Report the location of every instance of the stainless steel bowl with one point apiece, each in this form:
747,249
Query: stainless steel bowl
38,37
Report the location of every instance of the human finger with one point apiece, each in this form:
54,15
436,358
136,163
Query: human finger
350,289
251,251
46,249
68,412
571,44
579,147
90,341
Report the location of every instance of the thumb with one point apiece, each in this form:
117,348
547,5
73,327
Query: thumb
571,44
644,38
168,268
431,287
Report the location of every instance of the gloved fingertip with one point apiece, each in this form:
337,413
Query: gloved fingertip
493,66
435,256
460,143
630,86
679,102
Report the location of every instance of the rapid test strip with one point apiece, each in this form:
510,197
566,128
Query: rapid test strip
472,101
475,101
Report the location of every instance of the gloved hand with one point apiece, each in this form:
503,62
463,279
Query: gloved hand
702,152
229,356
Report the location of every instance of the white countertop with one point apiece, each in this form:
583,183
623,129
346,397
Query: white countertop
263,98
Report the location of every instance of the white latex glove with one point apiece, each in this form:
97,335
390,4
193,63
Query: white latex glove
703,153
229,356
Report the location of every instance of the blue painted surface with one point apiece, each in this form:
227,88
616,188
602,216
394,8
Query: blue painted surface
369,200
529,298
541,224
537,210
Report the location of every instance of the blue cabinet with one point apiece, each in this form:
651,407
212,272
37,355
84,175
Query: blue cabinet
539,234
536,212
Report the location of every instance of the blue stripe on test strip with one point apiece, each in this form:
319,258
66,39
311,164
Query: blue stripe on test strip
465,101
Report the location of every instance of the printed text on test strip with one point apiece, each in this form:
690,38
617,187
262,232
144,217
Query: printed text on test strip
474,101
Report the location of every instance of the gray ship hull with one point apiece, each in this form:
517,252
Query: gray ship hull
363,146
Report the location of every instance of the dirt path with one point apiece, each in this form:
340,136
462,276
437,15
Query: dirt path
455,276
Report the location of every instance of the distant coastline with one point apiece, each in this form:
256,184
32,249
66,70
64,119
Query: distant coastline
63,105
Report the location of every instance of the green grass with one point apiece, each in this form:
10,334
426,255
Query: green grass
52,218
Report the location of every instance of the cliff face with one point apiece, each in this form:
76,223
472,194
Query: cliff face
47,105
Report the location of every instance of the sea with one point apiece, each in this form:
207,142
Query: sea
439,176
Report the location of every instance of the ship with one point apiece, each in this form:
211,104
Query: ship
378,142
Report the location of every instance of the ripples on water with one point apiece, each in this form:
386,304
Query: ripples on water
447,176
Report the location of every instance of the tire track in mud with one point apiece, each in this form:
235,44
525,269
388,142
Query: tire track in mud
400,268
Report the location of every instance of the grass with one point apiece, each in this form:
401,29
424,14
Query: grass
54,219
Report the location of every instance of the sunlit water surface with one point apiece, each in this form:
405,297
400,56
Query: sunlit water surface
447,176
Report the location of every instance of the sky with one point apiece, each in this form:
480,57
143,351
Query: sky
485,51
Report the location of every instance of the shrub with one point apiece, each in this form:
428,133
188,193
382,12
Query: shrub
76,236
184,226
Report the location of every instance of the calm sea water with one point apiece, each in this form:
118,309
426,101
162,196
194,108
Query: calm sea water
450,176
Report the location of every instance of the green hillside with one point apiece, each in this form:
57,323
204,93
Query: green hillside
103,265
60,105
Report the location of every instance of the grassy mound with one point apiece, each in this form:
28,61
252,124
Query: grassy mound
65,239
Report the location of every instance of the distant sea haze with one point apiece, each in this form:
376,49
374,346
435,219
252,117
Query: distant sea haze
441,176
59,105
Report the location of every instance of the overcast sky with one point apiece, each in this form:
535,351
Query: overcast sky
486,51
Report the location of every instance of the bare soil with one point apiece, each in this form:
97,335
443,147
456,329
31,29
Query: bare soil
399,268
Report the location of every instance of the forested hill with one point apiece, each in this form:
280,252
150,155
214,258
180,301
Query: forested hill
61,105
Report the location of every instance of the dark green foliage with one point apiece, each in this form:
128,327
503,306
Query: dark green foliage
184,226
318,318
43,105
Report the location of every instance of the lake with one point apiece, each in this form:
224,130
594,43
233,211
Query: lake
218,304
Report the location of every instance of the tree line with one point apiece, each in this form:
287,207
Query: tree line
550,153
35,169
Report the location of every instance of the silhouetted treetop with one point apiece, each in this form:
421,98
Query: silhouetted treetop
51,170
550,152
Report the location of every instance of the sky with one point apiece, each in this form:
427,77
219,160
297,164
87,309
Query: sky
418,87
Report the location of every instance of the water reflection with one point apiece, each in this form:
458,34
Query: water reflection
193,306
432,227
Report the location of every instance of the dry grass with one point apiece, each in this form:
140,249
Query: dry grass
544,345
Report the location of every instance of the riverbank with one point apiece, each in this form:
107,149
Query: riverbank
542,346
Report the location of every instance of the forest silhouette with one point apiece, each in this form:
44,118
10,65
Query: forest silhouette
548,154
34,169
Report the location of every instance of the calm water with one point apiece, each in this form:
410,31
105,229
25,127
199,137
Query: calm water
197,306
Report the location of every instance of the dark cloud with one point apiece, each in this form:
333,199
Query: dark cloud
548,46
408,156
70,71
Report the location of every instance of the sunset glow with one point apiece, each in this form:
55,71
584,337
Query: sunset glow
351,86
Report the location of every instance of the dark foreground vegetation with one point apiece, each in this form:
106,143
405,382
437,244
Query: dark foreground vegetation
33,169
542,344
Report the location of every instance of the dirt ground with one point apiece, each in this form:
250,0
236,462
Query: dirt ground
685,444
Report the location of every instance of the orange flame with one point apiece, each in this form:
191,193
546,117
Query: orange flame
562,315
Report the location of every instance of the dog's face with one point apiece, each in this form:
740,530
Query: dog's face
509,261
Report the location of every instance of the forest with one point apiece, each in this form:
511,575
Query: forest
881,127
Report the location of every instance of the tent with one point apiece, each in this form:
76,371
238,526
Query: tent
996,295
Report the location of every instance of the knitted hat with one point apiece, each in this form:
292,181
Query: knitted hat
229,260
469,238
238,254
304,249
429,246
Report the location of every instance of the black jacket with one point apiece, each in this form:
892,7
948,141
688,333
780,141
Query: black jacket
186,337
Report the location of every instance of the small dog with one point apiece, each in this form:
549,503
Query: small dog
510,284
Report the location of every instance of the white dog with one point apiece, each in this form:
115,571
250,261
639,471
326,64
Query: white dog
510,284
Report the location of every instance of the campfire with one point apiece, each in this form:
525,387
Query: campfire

-=-=-

**What the exercise asks**
Give the stretch from the line containing "Report the location of every instance of the black" through the end of the data as a JSON list of strings, one string per line, with blank lines left out.

**Solution for this exercise**
[
  "Report the location of every instance of the black jacket with one point apiece, each in this form:",
  "892,7",
  "948,141",
  "688,333",
  "780,141",
  "Query: black jacket",
  "186,337",
  "Report the location of every instance of the small dog with one point apiece, each in this form:",
  "549,503",
  "Query: small dog",
  "510,284",
  "Report the location of every instance of the white dog with one point apiece, each in this form:",
  "115,571",
  "250,261",
  "639,471",
  "326,64",
  "Query: white dog",
  "510,284",
  "Report the location of every instance of the campfire with one point apiece, each in this form:",
  "525,387",
  "Query: campfire"
]